Recorded information:

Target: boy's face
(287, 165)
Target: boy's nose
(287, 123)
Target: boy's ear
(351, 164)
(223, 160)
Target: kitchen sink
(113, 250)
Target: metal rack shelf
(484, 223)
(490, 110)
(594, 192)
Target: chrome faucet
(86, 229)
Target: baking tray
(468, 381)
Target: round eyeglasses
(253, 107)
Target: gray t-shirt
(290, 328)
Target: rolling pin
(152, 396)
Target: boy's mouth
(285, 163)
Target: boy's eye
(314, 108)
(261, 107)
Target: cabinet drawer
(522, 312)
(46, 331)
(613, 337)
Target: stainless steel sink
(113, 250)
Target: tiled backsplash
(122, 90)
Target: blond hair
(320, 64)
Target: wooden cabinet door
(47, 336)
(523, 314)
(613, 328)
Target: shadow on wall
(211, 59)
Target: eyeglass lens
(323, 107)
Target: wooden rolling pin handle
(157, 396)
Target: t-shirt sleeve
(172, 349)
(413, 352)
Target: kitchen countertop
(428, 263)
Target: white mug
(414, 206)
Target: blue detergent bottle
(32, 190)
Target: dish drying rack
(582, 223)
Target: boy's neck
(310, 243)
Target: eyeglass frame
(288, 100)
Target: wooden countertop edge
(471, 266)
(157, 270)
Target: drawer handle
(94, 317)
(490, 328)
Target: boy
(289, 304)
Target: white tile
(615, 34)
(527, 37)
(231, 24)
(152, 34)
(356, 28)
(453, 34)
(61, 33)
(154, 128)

Work order:
Nothing is to be left out; every record above must be repeated exactly.

Exercise result:
Target: boy's face
(287, 165)
Target: boy's nose
(287, 123)
Target: boy's ear
(351, 164)
(223, 160)
Target: kitchen sink
(113, 250)
Target: metal rack shelf
(484, 223)
(490, 110)
(594, 192)
Target: chrome faucet
(86, 229)
Target: baking tray
(468, 381)
Target: round eyeglasses
(253, 107)
Target: gray t-shirt
(290, 328)
Target: rolling pin
(152, 396)
Target: boy's mouth
(285, 163)
Target: boy's eye
(314, 108)
(261, 107)
Target: cabinet drawer
(522, 312)
(46, 331)
(613, 337)
Target: stainless steel sink
(113, 250)
Target: tiled backsplash
(122, 90)
Target: blond hair
(320, 64)
Target: wooden cabinet door
(47, 336)
(523, 314)
(613, 328)
Target: shadow on wall
(211, 59)
Target: eyeglass lens
(323, 107)
Target: wooden rolling pin handle
(157, 396)
Target: t-shirt sleeve
(172, 349)
(413, 352)
Target: kitchen countertop
(428, 263)
Target: white mug
(414, 206)
Target: blue detergent bottle
(32, 190)
Target: dish drying rack
(582, 223)
Target: boy's neck
(310, 243)
Target: eyeglass frame
(288, 100)
Target: wooden countertop edge
(471, 266)
(157, 270)
Target: drawer handle
(94, 317)
(490, 328)
Target: boy
(289, 304)
Target: white tile
(615, 34)
(527, 37)
(231, 24)
(152, 34)
(356, 28)
(453, 34)
(61, 33)
(154, 128)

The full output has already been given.